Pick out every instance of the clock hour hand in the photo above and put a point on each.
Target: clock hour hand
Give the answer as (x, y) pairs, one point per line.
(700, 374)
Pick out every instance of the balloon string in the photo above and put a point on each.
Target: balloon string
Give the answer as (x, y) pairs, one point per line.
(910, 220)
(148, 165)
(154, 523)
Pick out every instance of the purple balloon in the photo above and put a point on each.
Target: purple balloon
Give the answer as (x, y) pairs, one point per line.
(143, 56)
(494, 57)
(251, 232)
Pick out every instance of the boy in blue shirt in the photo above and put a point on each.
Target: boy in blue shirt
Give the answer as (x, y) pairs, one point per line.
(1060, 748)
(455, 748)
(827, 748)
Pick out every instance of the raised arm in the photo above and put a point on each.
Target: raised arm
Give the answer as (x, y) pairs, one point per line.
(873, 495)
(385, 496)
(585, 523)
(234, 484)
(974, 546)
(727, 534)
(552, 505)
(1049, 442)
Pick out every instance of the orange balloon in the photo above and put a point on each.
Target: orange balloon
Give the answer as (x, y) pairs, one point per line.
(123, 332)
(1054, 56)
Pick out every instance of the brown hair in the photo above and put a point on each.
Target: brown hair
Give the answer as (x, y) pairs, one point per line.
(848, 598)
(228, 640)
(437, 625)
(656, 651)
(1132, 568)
_ _ _ _ _
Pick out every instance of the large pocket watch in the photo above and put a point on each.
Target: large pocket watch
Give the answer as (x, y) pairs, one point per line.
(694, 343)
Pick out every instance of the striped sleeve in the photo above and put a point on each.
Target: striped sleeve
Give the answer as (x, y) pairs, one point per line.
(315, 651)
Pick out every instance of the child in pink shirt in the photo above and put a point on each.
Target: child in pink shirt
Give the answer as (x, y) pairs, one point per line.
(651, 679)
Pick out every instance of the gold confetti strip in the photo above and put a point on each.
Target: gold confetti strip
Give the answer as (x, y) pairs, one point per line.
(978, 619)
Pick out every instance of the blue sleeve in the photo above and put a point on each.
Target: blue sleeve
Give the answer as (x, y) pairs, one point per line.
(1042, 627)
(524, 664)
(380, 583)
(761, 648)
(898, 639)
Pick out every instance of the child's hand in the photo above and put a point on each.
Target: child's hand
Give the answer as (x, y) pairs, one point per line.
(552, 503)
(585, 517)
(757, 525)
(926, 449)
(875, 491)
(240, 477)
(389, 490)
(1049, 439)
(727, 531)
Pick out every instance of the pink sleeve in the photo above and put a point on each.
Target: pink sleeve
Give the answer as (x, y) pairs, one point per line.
_ _ _ _ _
▶ _WHAT THIS TASK INVOLVES_:
Lines with "hand": find them in the data and copy each one.

▶ _YOUR SOLUTION_:
Pick out every instance of the clock hour hand in the photo above and put a point on each.
Target: clock hour hand
Pick out every instance of the child's hand in the photo above and put a point on each.
Target: child's hand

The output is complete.